§ **Task to carry out**
Wherever a picture appears in the listing, leave it out, and copy the rest exactly.

....

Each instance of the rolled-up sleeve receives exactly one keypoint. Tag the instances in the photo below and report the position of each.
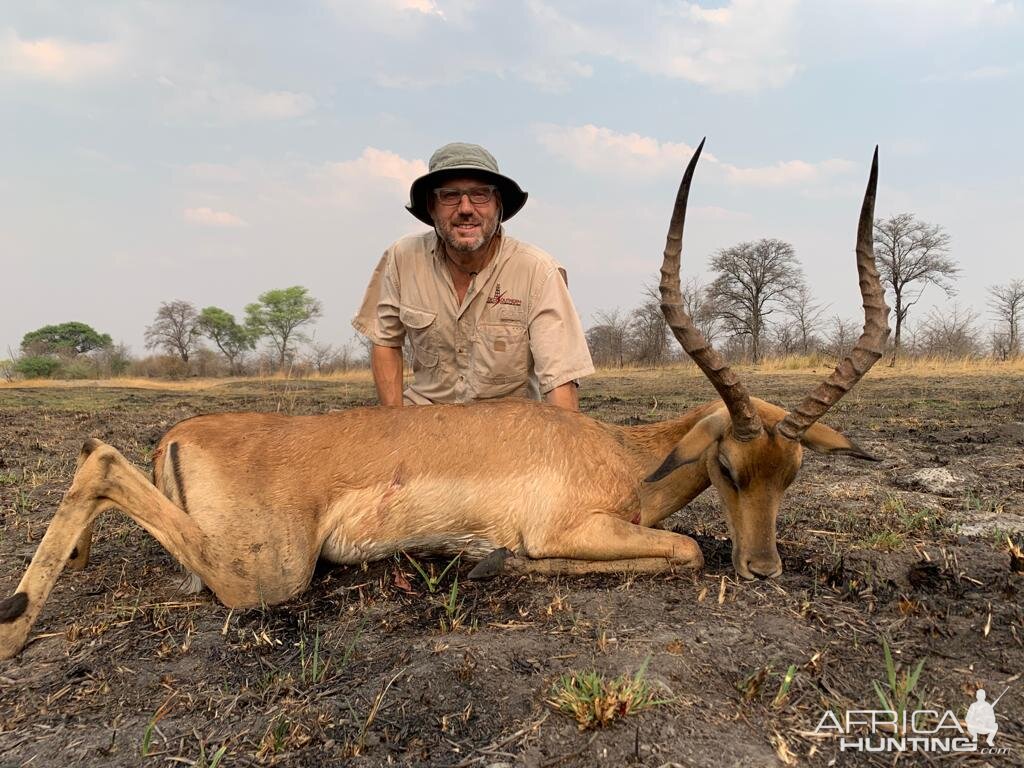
(556, 338)
(378, 314)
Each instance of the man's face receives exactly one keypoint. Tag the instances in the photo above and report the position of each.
(466, 226)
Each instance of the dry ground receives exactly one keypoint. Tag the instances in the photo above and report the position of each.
(370, 668)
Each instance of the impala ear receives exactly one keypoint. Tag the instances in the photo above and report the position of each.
(707, 431)
(824, 439)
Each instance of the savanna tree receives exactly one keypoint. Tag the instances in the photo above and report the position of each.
(911, 255)
(230, 338)
(65, 338)
(175, 329)
(1007, 303)
(279, 315)
(754, 281)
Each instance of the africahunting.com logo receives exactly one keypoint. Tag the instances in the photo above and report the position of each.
(895, 730)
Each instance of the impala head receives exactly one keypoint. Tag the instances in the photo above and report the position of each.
(753, 450)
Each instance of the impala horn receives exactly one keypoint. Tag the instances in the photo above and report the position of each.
(869, 346)
(745, 422)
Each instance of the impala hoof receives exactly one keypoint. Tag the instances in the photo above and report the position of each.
(12, 607)
(491, 565)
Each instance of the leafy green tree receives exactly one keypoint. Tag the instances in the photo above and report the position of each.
(279, 314)
(37, 366)
(65, 338)
(231, 339)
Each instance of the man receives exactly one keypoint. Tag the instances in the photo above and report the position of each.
(486, 314)
(981, 718)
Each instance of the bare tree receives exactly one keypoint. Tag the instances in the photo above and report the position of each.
(949, 332)
(607, 338)
(806, 314)
(840, 337)
(326, 358)
(1007, 303)
(699, 304)
(175, 329)
(911, 255)
(754, 281)
(648, 334)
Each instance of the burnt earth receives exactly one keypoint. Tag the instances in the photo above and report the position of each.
(369, 668)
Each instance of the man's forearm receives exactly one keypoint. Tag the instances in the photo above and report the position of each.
(564, 396)
(387, 367)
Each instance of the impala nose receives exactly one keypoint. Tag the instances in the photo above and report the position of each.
(758, 566)
(764, 567)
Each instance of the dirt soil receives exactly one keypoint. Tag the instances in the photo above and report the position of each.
(369, 668)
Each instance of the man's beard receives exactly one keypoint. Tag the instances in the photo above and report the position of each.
(445, 232)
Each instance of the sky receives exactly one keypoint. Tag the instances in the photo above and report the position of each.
(209, 152)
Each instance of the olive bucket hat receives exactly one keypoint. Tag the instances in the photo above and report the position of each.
(457, 160)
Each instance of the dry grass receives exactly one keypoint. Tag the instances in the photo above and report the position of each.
(182, 385)
(816, 366)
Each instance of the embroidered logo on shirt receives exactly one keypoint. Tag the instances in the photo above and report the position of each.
(499, 297)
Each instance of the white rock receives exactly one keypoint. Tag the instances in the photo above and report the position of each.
(936, 480)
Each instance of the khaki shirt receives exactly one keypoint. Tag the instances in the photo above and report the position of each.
(516, 333)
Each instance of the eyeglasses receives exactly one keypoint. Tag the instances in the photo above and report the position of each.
(478, 196)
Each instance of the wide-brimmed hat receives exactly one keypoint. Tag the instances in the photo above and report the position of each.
(457, 160)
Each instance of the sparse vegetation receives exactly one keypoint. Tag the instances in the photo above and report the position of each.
(594, 700)
(363, 669)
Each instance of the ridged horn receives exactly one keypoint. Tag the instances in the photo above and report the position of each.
(869, 346)
(745, 422)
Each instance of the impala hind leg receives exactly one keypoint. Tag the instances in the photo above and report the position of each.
(604, 544)
(104, 480)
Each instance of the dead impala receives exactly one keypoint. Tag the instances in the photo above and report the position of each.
(250, 502)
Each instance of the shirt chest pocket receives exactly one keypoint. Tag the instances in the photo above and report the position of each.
(501, 359)
(421, 329)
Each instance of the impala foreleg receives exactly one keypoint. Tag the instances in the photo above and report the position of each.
(80, 555)
(603, 544)
(104, 480)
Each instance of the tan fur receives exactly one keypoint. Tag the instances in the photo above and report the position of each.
(249, 502)
(268, 495)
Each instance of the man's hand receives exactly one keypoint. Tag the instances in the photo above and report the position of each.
(387, 366)
(564, 396)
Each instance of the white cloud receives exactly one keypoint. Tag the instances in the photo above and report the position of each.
(427, 7)
(744, 45)
(210, 217)
(602, 151)
(378, 164)
(784, 173)
(55, 59)
(214, 173)
(235, 101)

....

§ **Response area**
Each instance of the rolled-up sleeve receives exactly one keypoint. Tag the instances in the photo below and report the position of each.
(556, 338)
(378, 314)
Each instance of the man's face receives exactly one keypoint. Tag the instances in the photo above and report the position of each.
(466, 226)
Each instance of the dry ground receives exactly one keypoint. Tag the instances in the photo above and report the position of each.
(370, 668)
Each instance of the impala ear receives exactly one keypoint. Tag the instances in the photo above and report the position of each.
(707, 431)
(824, 439)
Each instance of the savanna tree receives exactly one keypoint. Tag the instances in the photo above and report the position of each.
(911, 255)
(230, 338)
(65, 338)
(175, 329)
(1007, 303)
(279, 315)
(754, 281)
Each instance of the africahunting.com logo receives exactly one keypoint. Tag the instances in the photo above and report the position of each.
(895, 730)
Each instance of the impala head receives exactly one keypoint. Tag the instances in the photo above and report the position of each.
(753, 450)
Each instance of the impala horn receives exactly one keypoint. Tag the instances in the photo above and report the position of each.
(869, 346)
(745, 422)
Each instance of the impala hoof receives exactly one keypoint. Tag the instances in the photo above and report the position of each.
(12, 607)
(491, 565)
Each instance of the leafy green tree receives exactly one keypoint. Tag the instances in the photo above and report the position of each.
(279, 314)
(37, 366)
(65, 338)
(231, 339)
Each instance of the man receives exactly one keypoint. Tag the instances in the photo above and report the position of each.
(486, 314)
(981, 718)
Each instance of the bare tree receives exactly one keypoint. Tag the instances in the photo above and report the position of each.
(949, 332)
(607, 338)
(806, 314)
(840, 337)
(326, 358)
(1007, 303)
(699, 304)
(175, 329)
(911, 255)
(754, 281)
(648, 334)
Each instance of the burnt earth receives exactly one keypoint. Tag the instances in the photo above and report the position of each.
(369, 668)
Each instance of the man's forearm receives exactly one keypoint. Tag the instances in the photo above and report the position of each.
(564, 396)
(387, 367)
Each instance of the impala nose receives exactly one keypoint. Tag the instances in the photo above and report the position of each.
(758, 566)
(764, 567)
Each instance of the dirt soil receives exactly one keypoint. Tag the instances in the photo above and report the position of each.
(369, 668)
Each instance of the man's beard receives exactly one keypoint. Tag the instances in the photo above and report the position of each.
(445, 232)
Each instance of the sky receives exactly one keypoint. Tag the instances in the photo above and report the position of each.
(209, 152)
Each instance of the olive bucket hat receives exactly one keypoint. Tag the instances in the photo above and report the position of each.
(457, 160)
Each instance of the dry grass receives exactly one keypoint. Tag the instances in the photo above and report the position of each.
(182, 385)
(816, 366)
Each instance of the embroidered logo on shirt receives exactly one keypoint. Tag the instances in the photo above and report the position of each.
(499, 297)
Each instance of the white rock receives exactly one keypoint. Tag the instances in the photo above and report the position of each.
(936, 480)
Each instance of the khaki shirt receives exactly one keypoint. Tag the instances in the photo above and report the position of each.
(516, 333)
Each instance of the eyeglasses receives exactly one keypoint. Tag the instances in the photo above and report the position of each.
(478, 196)
Each instance of the wide-brimmed hat receives exactly one keypoint. Tag the instances in the photo above and report the position of each.
(457, 160)
Each instance of the sparse vegetation receives exactly one keypoint. Tag the instances in the photo above and report the position of each.
(594, 700)
(363, 669)
Each instance of the ridged horn receives exactly one keypoint. Tag the instances in the photo above and report the position of each.
(869, 346)
(745, 422)
Each instance of the impala hind leg receives exactly one keypoint. Tag the instances in the photo above and report the position of each.
(604, 544)
(104, 480)
Each instance of the dead impala receives exactly one keypoint. Tag the instances in the photo above and report the position of each.
(250, 502)
Each instance of the shirt chest pocket receives exactly one keypoint. Tag the instances in the photo above and report the position of each.
(501, 359)
(421, 329)
Each instance of the impala foreleg receives exactly one keypoint. Tag the instances in the photo above and report the position of each.
(80, 555)
(603, 544)
(104, 480)
Each instance of the tan fur receives exactly one keypoint. Tag the instances in the photo above and report the position of each.
(249, 502)
(268, 495)
Each instance of the man's hand receives exactly one keypoint. Tag the instances in the photo above and report the position of each.
(387, 366)
(564, 396)
Each instance of the white cloud receives exactly one keypoint. Tag the instances in the photo above and report the position of each.
(427, 7)
(744, 45)
(210, 217)
(602, 151)
(378, 164)
(784, 173)
(55, 59)
(214, 173)
(235, 101)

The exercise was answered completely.